* **Document excerpt**:
(begin)

Memory leakage of TTree::Fill()

Hello, all

//how to compile : g++ -o test test.cc `root-config --cflags --libs`
#include "TFile.h"
#include "TTree.h"

unsigned int pid, sid, tof, pl, pr, epoch;
int main()
{

    TFile* rootfile = new TFile("test.root", "recreate");
    TTree* roottree = new TTree("EventTree", "DC-TOF Event Data");
    roottree->Branch("pid", &pid, "pid/i");
    roottree->Branch("sid", &sid, "sid/i");
    roottree->Branch("tof", &tof, "tof/i");
    roottree->Branch("pl", &pl, "pl/i");
    roottree->Branch("pr", &pr, "pr/i");
    roottree->Branch("epoch", &epoch, "epoch/i");

    pid=sid=tof=pl=pr=epoch=100;
    while(true) {
        roottree->Fill();
    }

    roottree->Write();
    rootfile->Close();
}

With the above code, I monitored the memory usage of it using ‘top -p [pid of test]’.
It continued to increase its memory slowly so that it was crashed eventually.
I suspect TTree::Fill(). Is it normal? Or, is there any solution?
I would like to use TTree in my DAQ program running for long time.

I have modified the loop of your program to print the Resident and Virtual memory of your program when it runs.
See the results below where I let the program run 100 million iterations and produce a 1 GByte compressed output file.
It is normal if the program grows very slightly with time because the tables handling the baskets offsets on disk is growing with the amount of data. You can make bigger tables by changing the basket size to bigger values.
But this should be OK even if your program produces a 100 GByte output file.

Output

i=0, totbytes=0, MemRes=15968KB, MemVirt=36732KB i=10000000,totbytes=240000000, MemRes=43152KB, MemVirt=79280KB i=20000000,totbytes=480000000, MemRes=43152KB, MemVirt=79280KB i=30000000,totbytes=720000000, MemRes=43152KB, MemVirt=79280KB i=40000000,totbytes=960000000, MemRes=43152KB, MemVirt=79280KB i=50000000,totbytes=1200000000, MemRes=43152KB, MemVirt=79280KB i=60000000,totbytes=1440000000, MemRes=43152KB, MemVirt=79280KB i=70000000,totbytes=1680000000, MemRes=43152KB, MemVirt=79280KB i=80000000,totbytes=1920000000, MemRes=43168KB, MemVirt=79280KB i=90000000,totbytes=2160000000, MemRes=43168KB, MemVirt=79280KB i=100000000,totbytes=2400000000, MemRes=43168KB, MemVirt=79280KB
loop

pid=sid=tof=pl=pr=epoch=100; Int_t i=0; Long64_t totbytes=0; ProcInfo_t info; while(true) { if (i%10000000 == 0) { gSystem->GetProcInfo(&info); printf("i=%d,totbytes=%lld, MemRes=%dKB, MemVirt=%dKB\n",i,totbytes,info.fMemResident,info.fMemVirtual); } totbytes +=roottree->Fill(); i++; pid++;sid++;tof++;pl++;pr++;epoch++; }
Rene

Thank you for your reply.
My DAQ program with TTree storage is a server receiving events from multiple data production clients.
It is important to keep good performance in throughput. The throughput is high enough at the beginning of it’s running but falls drastically at some critical increased memory.
Anyway, let me know how to adjust the baske size.

(end)

* **Instructions**:
1 - Decide whether each statement below agrees with the thread on TTree::Fill() memory use. Answer yes or no for each, and quote the words of the thread that decide it.
(a) The reply attributes the slight growth of the program to tables that track basket offsets on disk.
(b) The test run in the reply produced a 10 GByte compressed output file.
(c) The original poster reports that throughput is low from the moment the DAQ program starts.
2 - Turn the entries between the line holding "pixel 234 76." and the line holding "pixel 244 339", inclusive, into a numbered list, leaving out any blank lines.

* **Data excerpts**:

(begin)

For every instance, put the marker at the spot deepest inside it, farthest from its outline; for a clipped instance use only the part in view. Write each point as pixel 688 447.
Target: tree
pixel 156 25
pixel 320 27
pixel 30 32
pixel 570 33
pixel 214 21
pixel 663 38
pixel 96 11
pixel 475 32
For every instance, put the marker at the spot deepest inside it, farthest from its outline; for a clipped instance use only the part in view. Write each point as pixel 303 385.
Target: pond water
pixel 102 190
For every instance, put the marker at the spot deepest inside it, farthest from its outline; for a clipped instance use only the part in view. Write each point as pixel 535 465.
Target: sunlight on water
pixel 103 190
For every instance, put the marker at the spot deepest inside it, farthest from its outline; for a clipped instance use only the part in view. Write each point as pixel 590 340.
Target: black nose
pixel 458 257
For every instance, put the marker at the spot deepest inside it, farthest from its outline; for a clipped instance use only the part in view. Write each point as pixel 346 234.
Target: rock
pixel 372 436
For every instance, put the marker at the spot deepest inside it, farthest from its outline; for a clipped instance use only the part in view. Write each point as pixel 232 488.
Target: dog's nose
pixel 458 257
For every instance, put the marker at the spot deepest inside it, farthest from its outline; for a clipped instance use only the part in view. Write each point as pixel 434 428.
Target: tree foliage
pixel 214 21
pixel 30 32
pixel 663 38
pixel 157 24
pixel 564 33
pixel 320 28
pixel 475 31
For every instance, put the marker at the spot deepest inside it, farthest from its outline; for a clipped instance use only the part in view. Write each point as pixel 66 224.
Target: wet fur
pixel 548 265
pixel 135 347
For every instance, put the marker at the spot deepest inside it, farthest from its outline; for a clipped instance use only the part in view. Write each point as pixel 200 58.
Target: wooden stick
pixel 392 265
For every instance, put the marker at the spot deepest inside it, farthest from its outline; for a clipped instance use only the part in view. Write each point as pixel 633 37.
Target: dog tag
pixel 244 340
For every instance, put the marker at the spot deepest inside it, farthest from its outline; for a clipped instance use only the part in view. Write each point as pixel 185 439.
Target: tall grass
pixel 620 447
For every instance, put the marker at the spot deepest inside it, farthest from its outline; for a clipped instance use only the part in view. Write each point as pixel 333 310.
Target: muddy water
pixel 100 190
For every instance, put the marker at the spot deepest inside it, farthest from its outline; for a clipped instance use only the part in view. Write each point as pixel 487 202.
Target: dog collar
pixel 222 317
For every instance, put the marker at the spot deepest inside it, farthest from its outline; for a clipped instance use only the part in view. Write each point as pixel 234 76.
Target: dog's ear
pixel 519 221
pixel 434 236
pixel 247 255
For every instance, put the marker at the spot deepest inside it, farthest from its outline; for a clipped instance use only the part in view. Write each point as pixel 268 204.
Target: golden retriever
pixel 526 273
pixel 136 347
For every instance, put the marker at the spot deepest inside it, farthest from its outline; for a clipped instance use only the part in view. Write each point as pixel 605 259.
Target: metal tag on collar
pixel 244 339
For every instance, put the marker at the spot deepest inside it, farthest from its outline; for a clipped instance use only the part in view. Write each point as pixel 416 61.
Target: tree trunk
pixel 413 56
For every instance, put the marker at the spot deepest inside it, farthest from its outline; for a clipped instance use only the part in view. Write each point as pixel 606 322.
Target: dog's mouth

(end)

* **Solutions to each task**:
1 -
(a) Yes: "It is normal if the program grows very slightly with time because the tables handling the baskets offsets on disk is growing with the amount of data."
(b) No: "See the results below where I let the program run 100 million iterations and produce a 1 GByte compressed output file."
(c) No: "The throughput is high enough at the beginning of it’s running but falls drastically at some critical increased memory."

2 -
1. For every instance, put the marker at the spot deepest inside it, farthest from its outline; for a clipped instance use only the part in view. Write each point as pixel 234 76.
2. Target: dog's ear
3. pixel 519 221
4. pixel 434 236
5. pixel 247 255
6. For every instance, put the marker at the spot deepest inside it, farthest from its outline; for a clipped instance use only the part in view. Write each point as pixel 268 204.
7. Target: golden retriever
8. pixel 526 273
9. pixel 136 347
10. For every instance, put the marker at the spot deepest inside it, farthest from its outline; for a clipped instance use only the part in view. Write each point as pixel 605 259.
11. Target: metal tag on collar
12. pixel 244 339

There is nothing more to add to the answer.